• QUOTED PASSAGE:
○ ○ ○ ○ ○ ○ ○
Nigeria police said on Monday they are investigating no less than 15 murders over the past week in a rural farming community that was attacked by nomadic herdsmen.
Residents of four villages in the state of Nasarawa said they are “under siege” by the herders, who were reportedly enraged when one of their number was killed with a machete early last week.
Central Nigeria is the scene of a long-running conflict between the herders, who mostly hail from a nomadic Muslim tribe called the Fulani, and farmers, who are largely Christian. Christian groups were stunned last year when the Biden administration began insisting there was no strong religious dimension to the violence, and the Biden State Department removed Nigeria from its list of countries that severely violate religious freedom.
Ramhan Nansel, a spokesman for the Nasarawa state police, told Voice of America News (VOA) on Monday that the inciting incident in the current herder-farmer clash was the alleged killing of an 18-year-old herdsman who was struck in the head with a machete last week. Machetes are very common implements of both agriculture and murder in central Nigeria.
Nansel said the official count of reprisal killings stands at 15, although the villagers claim at least 38 people have been murdered, including a church pastor. Nigeria’s Vanguard reported on Monday that the Nasarawa state government supervised a mass burial for 38 victims over the weekend, most of them women and children.
○ ○ ○ ○ ○ ○ ○
• REQUIRED TASKS:
- 1) In the news report on the Nasarawa killings, why were the herders enraged, according to residents?
- 2) Copy the news report on the Nasarawa killings from "Central Nigeria is" up to and including "in central Nigeria.".

• INFORMATION SHOWN:
○ ○ ○ ○ ○ ○ ○
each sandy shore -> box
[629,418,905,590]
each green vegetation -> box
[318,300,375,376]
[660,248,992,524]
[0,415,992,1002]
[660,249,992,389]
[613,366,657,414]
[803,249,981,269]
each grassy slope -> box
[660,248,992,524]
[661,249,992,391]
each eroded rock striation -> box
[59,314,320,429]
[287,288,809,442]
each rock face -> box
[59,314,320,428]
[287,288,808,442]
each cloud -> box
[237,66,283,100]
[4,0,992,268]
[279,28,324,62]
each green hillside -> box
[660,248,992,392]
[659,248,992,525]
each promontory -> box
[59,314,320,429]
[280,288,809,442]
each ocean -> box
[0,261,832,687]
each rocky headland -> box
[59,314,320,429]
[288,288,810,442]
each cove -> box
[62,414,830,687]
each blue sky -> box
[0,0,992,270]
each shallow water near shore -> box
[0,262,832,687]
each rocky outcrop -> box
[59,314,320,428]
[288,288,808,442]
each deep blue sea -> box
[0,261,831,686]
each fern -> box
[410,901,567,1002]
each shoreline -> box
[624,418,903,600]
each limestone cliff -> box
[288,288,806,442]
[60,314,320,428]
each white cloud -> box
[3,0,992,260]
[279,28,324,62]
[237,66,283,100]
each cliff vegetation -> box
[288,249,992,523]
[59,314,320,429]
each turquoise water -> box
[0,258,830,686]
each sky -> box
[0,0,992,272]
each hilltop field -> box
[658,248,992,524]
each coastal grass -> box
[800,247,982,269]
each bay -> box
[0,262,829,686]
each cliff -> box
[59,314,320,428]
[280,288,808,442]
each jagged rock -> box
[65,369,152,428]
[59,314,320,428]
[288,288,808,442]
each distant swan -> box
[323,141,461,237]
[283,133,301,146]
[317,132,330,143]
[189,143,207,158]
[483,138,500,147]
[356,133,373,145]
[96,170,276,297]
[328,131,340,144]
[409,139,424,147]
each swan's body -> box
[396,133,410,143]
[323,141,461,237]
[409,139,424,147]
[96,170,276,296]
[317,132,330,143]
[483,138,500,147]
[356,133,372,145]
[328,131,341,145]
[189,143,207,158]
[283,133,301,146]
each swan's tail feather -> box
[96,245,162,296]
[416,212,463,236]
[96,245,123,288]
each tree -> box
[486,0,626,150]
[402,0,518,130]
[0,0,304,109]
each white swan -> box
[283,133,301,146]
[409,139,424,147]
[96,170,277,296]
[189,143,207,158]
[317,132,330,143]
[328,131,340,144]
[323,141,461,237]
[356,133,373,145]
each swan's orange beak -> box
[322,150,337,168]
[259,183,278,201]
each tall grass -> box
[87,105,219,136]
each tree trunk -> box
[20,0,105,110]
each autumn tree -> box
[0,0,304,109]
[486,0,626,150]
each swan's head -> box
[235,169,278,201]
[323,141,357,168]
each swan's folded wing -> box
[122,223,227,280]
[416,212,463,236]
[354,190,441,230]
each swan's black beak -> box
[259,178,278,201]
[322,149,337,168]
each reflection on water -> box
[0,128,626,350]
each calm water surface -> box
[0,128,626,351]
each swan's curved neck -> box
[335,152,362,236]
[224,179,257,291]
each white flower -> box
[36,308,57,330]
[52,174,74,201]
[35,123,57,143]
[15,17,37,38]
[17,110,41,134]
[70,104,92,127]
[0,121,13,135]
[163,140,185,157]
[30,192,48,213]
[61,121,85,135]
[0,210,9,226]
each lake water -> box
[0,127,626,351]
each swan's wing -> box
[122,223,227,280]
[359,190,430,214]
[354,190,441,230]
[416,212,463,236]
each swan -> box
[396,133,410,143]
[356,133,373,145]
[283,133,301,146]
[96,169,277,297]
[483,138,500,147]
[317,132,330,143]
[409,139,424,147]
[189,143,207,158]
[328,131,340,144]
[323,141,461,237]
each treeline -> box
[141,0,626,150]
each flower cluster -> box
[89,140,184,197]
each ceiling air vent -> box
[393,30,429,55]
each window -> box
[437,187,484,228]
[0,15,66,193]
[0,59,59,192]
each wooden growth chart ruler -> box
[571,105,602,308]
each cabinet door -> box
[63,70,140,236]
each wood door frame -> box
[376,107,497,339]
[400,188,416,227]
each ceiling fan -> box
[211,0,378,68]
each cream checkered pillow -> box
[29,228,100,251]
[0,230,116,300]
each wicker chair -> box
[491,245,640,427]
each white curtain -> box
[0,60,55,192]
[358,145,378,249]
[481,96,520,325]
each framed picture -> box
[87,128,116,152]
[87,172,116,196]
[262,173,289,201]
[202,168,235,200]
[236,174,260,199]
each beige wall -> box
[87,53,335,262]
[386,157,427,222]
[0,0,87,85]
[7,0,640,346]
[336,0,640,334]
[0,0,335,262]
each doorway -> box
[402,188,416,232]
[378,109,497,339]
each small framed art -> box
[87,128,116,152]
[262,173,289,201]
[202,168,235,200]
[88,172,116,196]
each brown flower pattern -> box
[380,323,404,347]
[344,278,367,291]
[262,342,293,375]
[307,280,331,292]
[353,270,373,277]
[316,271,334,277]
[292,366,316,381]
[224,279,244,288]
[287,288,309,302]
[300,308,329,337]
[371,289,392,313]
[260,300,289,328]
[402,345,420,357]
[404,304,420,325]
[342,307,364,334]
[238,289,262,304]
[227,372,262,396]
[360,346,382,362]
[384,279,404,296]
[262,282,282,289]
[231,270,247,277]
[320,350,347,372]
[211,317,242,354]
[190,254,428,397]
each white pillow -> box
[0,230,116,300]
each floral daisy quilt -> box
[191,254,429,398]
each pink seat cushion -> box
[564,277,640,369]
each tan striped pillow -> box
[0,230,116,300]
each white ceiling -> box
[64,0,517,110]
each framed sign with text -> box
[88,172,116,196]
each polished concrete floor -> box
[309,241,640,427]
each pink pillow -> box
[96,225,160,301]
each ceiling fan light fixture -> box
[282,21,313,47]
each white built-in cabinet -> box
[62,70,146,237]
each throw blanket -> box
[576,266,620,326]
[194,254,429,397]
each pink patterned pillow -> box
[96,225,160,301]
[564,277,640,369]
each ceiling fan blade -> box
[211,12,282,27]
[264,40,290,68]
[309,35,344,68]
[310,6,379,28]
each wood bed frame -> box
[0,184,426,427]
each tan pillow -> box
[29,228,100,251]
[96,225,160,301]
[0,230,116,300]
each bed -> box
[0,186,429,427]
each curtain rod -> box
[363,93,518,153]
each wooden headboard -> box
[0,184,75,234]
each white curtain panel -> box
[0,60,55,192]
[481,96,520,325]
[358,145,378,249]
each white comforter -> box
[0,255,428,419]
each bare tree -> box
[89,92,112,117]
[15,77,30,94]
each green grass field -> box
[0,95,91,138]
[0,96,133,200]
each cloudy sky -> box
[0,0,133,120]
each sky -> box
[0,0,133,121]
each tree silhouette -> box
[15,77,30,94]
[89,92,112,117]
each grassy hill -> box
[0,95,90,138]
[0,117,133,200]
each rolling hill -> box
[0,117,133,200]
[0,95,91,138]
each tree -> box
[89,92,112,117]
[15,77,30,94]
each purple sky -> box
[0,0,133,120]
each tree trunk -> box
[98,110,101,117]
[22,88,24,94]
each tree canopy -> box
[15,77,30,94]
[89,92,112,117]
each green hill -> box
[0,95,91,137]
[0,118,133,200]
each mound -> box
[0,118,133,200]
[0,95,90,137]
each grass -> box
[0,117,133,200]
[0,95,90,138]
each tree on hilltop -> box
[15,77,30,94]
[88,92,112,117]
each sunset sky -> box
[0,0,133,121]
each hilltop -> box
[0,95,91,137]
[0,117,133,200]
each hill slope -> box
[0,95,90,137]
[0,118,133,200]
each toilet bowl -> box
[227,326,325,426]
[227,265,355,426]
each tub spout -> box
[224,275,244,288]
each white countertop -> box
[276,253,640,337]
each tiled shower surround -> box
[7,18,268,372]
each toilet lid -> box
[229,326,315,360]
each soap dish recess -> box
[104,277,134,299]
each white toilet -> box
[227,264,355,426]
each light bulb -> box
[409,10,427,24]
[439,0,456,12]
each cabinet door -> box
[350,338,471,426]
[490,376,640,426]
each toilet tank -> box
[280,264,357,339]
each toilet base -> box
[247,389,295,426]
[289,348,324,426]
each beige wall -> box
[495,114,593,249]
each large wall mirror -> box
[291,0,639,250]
○ ○ ○ ○ ○ ○ ○
• ANSWERS TO THE TASKS:
- 1) Residents said the herders were reportedly enraged because one of their number was killed with a machete early the previous week. Police identified that killing, of an 18-year-old herdsman struck in the head with a machete, as the incident that set off the current clash.

- 2)
Central Nigeria is the scene of a long-running conflict between the herders, who mostly hail from a nomadic Muslim tribe called the Fulani, and farmers, who are largely Christian. Christian groups were stunned last year when the Biden administration began insisting there was no strong religious dimension to the violence, and the Biden State Department removed Nigeria from its list of countries that severely violate religious freedom.
Ramhan Nansel, a spokesman for the Nasarawa state police, told Voice of America News (VOA) on Monday that the inciting incident in the current herder-farmer clash was the alleged killing of an 18-year-old herdsman who was struck in the head with a machete last week. Machetes are very common implements of both agriculture and murder in central Nigeria.